● **Work to be completed**: Using the entries below, show all lines with the string "skyline".

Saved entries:

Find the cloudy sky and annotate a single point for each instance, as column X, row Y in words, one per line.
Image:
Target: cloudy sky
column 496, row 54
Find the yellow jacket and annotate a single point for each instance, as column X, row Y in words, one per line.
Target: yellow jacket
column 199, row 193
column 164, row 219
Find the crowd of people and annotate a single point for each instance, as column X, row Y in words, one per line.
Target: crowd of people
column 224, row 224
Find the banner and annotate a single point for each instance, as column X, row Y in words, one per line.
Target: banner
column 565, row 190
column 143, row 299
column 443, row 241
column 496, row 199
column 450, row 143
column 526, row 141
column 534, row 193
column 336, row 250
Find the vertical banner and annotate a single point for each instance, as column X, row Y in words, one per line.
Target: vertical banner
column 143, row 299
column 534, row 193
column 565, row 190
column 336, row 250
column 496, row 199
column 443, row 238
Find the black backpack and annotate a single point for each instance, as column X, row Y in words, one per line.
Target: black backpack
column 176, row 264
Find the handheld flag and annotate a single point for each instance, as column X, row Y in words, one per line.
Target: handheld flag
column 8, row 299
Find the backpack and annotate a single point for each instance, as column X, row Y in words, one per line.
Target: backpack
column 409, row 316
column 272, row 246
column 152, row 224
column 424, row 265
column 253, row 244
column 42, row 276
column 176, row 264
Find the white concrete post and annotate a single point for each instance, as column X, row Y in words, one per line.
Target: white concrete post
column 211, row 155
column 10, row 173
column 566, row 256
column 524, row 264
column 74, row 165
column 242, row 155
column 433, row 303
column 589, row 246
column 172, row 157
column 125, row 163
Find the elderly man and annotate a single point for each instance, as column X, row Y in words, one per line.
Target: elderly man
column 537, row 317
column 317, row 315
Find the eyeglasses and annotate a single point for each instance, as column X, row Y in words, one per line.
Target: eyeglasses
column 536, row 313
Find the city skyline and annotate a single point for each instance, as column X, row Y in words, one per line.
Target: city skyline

● **Answer to the exercise**:
Find the city skyline and annotate a single point for each instance, as column X, row Y in words, one per line.
Target: city skyline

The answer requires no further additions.